### What you should do
The full set of entries needs to be reproduced exactly.
======
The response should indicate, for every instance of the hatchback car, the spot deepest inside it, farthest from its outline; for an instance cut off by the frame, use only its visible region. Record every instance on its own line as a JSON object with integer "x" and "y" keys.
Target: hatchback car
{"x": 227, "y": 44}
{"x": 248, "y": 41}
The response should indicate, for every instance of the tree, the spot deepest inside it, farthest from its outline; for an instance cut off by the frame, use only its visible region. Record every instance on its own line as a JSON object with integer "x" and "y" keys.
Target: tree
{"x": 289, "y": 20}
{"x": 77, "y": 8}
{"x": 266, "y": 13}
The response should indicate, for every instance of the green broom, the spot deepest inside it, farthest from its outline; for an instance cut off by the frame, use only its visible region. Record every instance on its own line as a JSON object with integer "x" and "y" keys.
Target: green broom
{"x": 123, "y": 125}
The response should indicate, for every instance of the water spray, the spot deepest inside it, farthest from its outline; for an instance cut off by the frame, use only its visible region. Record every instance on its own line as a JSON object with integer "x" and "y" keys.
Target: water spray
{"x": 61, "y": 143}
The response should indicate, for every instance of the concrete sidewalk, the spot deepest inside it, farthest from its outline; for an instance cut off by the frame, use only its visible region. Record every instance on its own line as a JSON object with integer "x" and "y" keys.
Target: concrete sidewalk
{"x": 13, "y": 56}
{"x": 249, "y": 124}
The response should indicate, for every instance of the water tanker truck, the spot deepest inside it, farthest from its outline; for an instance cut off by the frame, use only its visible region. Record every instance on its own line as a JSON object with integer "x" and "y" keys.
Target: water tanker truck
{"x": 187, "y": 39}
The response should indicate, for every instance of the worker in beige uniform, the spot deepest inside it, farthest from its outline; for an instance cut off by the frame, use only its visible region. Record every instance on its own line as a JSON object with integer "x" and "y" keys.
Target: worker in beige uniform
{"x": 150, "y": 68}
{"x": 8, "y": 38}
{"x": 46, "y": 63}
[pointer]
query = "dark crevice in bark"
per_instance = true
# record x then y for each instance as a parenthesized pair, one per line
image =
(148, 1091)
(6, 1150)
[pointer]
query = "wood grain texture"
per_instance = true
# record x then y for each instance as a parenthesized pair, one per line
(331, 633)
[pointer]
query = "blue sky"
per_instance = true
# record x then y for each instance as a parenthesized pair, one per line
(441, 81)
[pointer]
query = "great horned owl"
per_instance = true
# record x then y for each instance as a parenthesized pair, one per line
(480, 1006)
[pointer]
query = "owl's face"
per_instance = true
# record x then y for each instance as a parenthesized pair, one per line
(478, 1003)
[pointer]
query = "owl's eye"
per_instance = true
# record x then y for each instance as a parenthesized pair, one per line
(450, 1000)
======
### The completed task
The response should indicate, for every instance of the hatchback car, the spot deepest inside it, farthest from its outline; for an instance cut off by the frame, use only its visible region. Record every instance on its own line as a JSON object with integer "x" and "y" keys.
Target: hatchback car
{"x": 227, "y": 44}
{"x": 248, "y": 41}
The response should indicate, for every instance of the tree, the spot deepest inside it, farthest from its outline; for an instance cut off by the frame, use only its visible region. Record every instance on its own line as a JSON object with integer "x" and "y" keys.
Target: tree
{"x": 289, "y": 20}
{"x": 77, "y": 8}
{"x": 266, "y": 13}
The response should indicate, for every instance of the green broom, the spot deepest inside it, farthest from its outline; for an instance cut off by the frame, use only its visible region. Record every instance on its own line as a JSON object with integer "x" and "y" keys.
Target: green broom
{"x": 123, "y": 125}
The response should indicate, for every instance of the water spray, the spot deepest inside it, farthest from its outline; for an instance cut off by the frame, use only its visible region. Record every instance on its own line as a JSON object with integer "x" and "y" keys.
Target: water spray
{"x": 61, "y": 143}
The response should indicate, for every instance of the concrete sidewalk, the spot deepest inside it, farthest from its outline; for an instance cut off by the frame, use only its visible region. Record every instance on its own line as a JSON object with integer "x" and "y" keys.
Target: concrete sidewalk
{"x": 13, "y": 56}
{"x": 249, "y": 124}
The response should indicate, for every instance of the water tanker truck, the spot deepest inside it, farthest from its outline; for an instance cut off by the frame, use only its visible region. Record every instance on its own line as a JSON object with integer "x" and "y" keys.
Target: water tanker truck
{"x": 187, "y": 39}
The response should indicate, for every instance of the worker in beige uniform, the spot deepest inside it, farthest from its outline; for an instance cut off by the frame, use only its visible region. Record every instance on its own line as a JSON object with integer "x" and "y" keys.
Target: worker in beige uniform
{"x": 150, "y": 68}
{"x": 8, "y": 38}
{"x": 46, "y": 63}
[pointer]
query = "dark crevice in bark"
per_instance = true
# record x then y for each instance as a parenthesized pair, one per line
image =
(148, 1091)
(6, 1150)
[pointer]
query = "wood grain texture"
per_instance = true
# record x then y for each instance as a parenthesized pair, one per line
(331, 633)
[pointer]
query = "blue sky"
per_instance = true
# record x then y for each instance as a parenthesized pair, one per line
(441, 81)
[pointer]
query = "great horned owl"
per_instance = true
# record x then y for each instance as a parenthesized pair, one per line
(480, 1006)
[pointer]
query = "owl's face"
per_instance = true
# record x then y for each instance as a parenthesized pair, one per line
(478, 1003)
[pointer]
query = "owl's eye"
per_instance = true
# record x then y for each instance as a parenthesized pair, one per line
(450, 1000)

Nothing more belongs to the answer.